**The problem:**
Extract all data as written.

○ ○ ○

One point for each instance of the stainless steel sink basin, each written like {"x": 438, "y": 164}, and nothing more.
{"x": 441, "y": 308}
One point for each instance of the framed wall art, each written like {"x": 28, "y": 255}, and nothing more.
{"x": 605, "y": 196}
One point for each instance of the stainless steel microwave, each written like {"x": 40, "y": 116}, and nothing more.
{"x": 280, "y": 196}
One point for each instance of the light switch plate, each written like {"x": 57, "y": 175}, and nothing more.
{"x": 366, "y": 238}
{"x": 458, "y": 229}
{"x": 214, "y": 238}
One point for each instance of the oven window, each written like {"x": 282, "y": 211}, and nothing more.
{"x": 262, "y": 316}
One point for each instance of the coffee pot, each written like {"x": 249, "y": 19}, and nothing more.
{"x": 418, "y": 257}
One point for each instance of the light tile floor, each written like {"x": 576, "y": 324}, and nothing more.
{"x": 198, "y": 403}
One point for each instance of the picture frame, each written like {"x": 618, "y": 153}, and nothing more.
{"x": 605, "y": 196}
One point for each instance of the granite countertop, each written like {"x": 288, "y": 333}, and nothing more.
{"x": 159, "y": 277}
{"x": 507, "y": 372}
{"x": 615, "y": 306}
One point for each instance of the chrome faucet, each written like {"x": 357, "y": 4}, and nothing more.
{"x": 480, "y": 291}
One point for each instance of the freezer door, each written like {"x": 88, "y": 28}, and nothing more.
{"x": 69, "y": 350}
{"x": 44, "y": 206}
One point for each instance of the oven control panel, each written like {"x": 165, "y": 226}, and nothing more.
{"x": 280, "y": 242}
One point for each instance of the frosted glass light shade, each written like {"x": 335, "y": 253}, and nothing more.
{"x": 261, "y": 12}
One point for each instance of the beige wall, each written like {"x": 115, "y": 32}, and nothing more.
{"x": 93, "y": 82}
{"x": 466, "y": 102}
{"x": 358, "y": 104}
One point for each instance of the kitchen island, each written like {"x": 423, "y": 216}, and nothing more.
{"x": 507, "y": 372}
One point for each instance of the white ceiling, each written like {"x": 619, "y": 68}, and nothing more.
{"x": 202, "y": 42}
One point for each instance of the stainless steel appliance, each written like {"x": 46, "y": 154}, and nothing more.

○ ○ ○

**Result of this exercise:**
One point for each instance of the stainless steel sink basin, each written like {"x": 438, "y": 164}, and nothing more.
{"x": 441, "y": 308}
One point for each instance of the framed wall art, each written like {"x": 28, "y": 255}, and nothing more.
{"x": 605, "y": 196}
One point for each instance of the stainless steel microwave, each written like {"x": 40, "y": 116}, and nothing more.
{"x": 280, "y": 196}
One point for each instance of the light switch plate, each written like {"x": 57, "y": 175}, and nothing more.
{"x": 366, "y": 238}
{"x": 458, "y": 229}
{"x": 214, "y": 238}
One point for each instance of the oven window, each written like {"x": 282, "y": 211}, and nothing more.
{"x": 262, "y": 316}
One point for each instance of the coffee pot, each written like {"x": 249, "y": 19}, and nothing more.
{"x": 418, "y": 257}
One point for each instance of the light tile floor, each written like {"x": 576, "y": 324}, and nothing more.
{"x": 198, "y": 403}
One point for each instance of the picture frame, each written like {"x": 618, "y": 153}, and nothing more.
{"x": 605, "y": 196}
One point for each instance of the granite countertop, each written like {"x": 288, "y": 333}, and nothing more.
{"x": 159, "y": 277}
{"x": 507, "y": 372}
{"x": 615, "y": 306}
One point for each instance of the chrome faucet, each written like {"x": 357, "y": 4}, and nothing more.
{"x": 480, "y": 291}
One point for each instance of the freezer door, each written like {"x": 88, "y": 28}, and nothing more.
{"x": 69, "y": 350}
{"x": 44, "y": 206}
One point for each instance of the oven control panel, each written like {"x": 165, "y": 226}, and nothing more.
{"x": 280, "y": 242}
One point for each instance of the frosted glass light shade, each written like {"x": 335, "y": 253}, and nothing more.
{"x": 261, "y": 12}
One point for each instance of the beige wall, each written like {"x": 115, "y": 32}, and nothing more.
{"x": 93, "y": 82}
{"x": 466, "y": 102}
{"x": 358, "y": 104}
One point for each instance of the kitchen island, each written like {"x": 423, "y": 216}, and nothing more.
{"x": 507, "y": 372}
One point for each instance of the white ceiling, each written like {"x": 619, "y": 68}, and nothing more.
{"x": 202, "y": 42}
One point for each instance of the stainless steel appliance, each written like {"x": 46, "y": 154}, and nothing more.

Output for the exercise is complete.